___ Exercise inputs ___
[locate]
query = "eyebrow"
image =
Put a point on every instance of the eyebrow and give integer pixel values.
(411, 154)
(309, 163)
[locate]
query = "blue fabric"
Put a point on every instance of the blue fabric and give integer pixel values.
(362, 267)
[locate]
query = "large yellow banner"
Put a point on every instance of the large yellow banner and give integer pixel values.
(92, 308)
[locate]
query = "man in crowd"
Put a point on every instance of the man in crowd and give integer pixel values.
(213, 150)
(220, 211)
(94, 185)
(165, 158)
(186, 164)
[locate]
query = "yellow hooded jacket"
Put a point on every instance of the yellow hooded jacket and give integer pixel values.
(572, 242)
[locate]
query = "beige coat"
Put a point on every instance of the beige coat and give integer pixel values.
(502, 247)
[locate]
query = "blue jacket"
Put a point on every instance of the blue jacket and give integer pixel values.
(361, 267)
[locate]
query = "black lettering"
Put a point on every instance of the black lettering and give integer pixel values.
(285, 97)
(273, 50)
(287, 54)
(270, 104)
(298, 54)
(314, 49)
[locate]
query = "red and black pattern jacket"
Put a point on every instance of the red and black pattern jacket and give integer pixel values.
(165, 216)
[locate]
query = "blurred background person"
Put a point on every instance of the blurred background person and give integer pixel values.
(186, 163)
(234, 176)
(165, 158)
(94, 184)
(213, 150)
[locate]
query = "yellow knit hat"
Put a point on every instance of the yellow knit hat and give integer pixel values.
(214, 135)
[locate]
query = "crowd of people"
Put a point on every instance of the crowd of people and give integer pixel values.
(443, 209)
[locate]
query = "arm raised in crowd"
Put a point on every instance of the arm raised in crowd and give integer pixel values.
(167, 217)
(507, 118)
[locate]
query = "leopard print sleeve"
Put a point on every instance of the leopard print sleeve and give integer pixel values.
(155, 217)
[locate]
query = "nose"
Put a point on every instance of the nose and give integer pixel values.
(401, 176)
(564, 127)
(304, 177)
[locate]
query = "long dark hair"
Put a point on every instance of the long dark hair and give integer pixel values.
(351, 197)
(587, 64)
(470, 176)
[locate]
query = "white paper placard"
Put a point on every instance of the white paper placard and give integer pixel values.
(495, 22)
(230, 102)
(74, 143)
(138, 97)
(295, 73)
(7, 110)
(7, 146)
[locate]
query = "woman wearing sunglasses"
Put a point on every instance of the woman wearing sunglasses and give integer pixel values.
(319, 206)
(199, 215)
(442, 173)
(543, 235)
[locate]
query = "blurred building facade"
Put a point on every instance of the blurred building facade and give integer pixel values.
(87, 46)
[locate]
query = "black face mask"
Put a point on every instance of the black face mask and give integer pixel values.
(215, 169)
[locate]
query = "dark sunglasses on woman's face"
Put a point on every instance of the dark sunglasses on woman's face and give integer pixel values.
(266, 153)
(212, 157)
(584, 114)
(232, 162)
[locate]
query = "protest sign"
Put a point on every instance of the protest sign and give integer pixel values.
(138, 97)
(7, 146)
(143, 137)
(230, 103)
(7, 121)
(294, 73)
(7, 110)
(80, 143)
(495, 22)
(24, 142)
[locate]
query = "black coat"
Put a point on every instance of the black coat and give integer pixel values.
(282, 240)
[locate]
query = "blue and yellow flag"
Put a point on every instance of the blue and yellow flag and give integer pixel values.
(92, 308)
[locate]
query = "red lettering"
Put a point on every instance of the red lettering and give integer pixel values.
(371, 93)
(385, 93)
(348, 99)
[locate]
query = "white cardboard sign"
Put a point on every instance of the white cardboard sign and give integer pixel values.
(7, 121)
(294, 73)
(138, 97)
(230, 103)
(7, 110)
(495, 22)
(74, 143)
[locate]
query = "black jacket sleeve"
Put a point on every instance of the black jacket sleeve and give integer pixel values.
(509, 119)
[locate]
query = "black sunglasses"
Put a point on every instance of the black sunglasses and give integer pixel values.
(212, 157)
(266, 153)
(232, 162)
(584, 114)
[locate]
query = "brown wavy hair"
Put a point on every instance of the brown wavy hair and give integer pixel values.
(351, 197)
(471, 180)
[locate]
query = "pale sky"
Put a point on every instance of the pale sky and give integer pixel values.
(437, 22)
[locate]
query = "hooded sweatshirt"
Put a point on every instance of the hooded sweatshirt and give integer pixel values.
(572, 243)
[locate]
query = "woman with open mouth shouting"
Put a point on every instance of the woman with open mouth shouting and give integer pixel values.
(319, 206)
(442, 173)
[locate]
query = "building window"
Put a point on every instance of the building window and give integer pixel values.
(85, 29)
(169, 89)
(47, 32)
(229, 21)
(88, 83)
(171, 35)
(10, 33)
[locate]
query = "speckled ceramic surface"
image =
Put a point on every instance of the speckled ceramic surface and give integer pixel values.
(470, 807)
___
___ Exercise inputs ___
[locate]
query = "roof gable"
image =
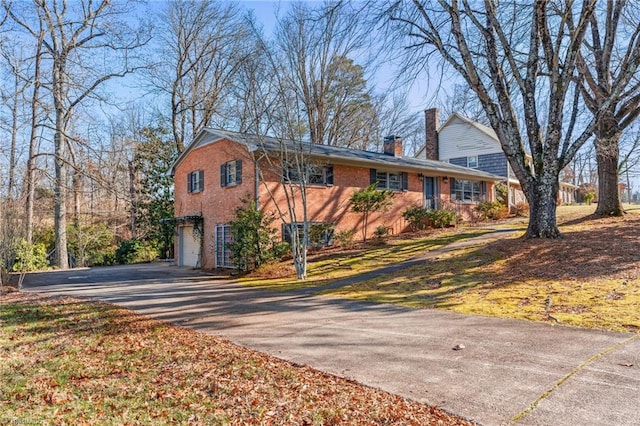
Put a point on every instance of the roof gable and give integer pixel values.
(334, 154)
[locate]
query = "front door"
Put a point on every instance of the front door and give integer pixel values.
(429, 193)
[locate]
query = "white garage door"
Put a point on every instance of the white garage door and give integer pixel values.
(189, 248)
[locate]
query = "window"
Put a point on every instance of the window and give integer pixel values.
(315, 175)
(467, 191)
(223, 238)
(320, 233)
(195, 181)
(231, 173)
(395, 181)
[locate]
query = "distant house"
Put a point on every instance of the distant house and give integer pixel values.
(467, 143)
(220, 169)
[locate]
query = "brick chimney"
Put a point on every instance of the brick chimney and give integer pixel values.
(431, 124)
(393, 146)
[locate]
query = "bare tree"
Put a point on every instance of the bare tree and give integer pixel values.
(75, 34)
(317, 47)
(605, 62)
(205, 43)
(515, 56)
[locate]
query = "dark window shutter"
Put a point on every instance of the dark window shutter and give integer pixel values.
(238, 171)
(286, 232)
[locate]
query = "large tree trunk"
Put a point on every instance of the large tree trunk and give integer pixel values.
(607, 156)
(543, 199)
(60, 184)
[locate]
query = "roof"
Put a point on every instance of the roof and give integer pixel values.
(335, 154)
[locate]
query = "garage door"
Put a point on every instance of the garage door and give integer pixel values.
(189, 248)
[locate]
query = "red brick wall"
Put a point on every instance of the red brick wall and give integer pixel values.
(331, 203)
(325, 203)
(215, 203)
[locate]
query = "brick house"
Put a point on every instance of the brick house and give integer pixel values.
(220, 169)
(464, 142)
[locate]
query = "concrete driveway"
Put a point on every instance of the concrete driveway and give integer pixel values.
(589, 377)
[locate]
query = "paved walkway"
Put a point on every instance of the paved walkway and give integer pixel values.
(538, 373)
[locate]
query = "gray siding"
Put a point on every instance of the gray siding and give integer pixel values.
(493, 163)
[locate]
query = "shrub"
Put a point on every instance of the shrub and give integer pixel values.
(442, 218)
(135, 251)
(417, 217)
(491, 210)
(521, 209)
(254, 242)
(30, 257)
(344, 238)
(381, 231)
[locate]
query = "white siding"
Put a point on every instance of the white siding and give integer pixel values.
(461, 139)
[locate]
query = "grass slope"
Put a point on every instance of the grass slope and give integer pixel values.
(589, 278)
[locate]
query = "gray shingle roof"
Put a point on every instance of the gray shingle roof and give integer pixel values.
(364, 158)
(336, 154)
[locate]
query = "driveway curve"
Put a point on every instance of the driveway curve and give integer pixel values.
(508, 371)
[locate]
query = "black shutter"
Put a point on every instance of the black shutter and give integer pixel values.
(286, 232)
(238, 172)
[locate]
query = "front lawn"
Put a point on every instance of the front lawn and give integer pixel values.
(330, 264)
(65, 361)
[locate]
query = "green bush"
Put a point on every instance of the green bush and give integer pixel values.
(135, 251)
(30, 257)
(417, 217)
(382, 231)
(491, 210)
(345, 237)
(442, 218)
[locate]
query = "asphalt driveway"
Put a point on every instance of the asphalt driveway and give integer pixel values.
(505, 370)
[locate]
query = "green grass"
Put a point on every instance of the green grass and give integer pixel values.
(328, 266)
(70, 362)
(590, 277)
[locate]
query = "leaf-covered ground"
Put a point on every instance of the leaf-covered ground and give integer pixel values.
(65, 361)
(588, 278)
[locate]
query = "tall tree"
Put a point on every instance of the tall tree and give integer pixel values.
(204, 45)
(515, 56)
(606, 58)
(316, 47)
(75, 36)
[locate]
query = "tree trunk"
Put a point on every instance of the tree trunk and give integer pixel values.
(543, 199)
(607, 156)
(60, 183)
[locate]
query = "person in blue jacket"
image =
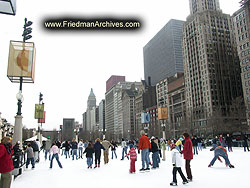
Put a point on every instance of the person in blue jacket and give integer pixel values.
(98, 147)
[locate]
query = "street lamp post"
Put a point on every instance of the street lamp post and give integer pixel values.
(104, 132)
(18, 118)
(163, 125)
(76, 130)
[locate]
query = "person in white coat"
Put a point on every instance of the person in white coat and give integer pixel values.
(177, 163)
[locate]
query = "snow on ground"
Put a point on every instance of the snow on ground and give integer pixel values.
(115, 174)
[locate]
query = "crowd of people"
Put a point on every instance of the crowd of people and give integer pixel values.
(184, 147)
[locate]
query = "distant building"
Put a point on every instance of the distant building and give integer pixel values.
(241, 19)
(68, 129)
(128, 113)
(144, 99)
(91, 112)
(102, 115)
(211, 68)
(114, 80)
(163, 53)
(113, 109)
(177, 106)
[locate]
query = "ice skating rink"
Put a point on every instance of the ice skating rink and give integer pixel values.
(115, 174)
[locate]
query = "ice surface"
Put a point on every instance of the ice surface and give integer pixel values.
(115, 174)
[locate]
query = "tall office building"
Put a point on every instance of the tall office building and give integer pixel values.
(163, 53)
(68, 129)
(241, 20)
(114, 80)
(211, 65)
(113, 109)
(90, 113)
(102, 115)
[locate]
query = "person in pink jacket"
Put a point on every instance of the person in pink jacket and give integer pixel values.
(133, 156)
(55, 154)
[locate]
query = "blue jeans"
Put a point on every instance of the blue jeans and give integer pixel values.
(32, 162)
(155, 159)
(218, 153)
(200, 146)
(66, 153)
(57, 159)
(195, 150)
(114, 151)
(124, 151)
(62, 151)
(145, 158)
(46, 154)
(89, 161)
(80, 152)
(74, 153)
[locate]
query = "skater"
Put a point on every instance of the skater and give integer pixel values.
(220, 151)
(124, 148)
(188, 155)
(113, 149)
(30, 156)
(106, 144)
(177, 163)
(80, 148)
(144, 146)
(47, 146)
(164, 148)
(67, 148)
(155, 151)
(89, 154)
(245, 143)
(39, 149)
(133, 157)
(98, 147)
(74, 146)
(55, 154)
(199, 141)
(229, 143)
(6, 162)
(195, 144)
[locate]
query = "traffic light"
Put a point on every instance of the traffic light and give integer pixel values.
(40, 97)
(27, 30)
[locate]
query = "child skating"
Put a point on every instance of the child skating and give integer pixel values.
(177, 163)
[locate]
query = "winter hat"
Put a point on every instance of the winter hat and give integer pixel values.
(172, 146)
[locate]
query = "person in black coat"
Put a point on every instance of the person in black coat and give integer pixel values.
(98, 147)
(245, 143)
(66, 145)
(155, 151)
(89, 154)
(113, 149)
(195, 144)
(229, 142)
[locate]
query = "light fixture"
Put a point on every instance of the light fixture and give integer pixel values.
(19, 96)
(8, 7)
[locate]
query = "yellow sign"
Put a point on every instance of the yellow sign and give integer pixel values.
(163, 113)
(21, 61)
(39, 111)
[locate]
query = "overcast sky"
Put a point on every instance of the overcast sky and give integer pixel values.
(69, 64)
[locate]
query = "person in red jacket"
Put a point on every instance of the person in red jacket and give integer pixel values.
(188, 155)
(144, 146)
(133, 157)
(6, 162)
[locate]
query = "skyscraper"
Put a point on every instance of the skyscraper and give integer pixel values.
___
__Problem details__.
Can you gather every line in the items above that contains the word "shouting"?

__Solution to the problem__.
query = "woman with open mouth shouting"
Put a point on every instance of the woman with open mouth shouting and give integer pixel values.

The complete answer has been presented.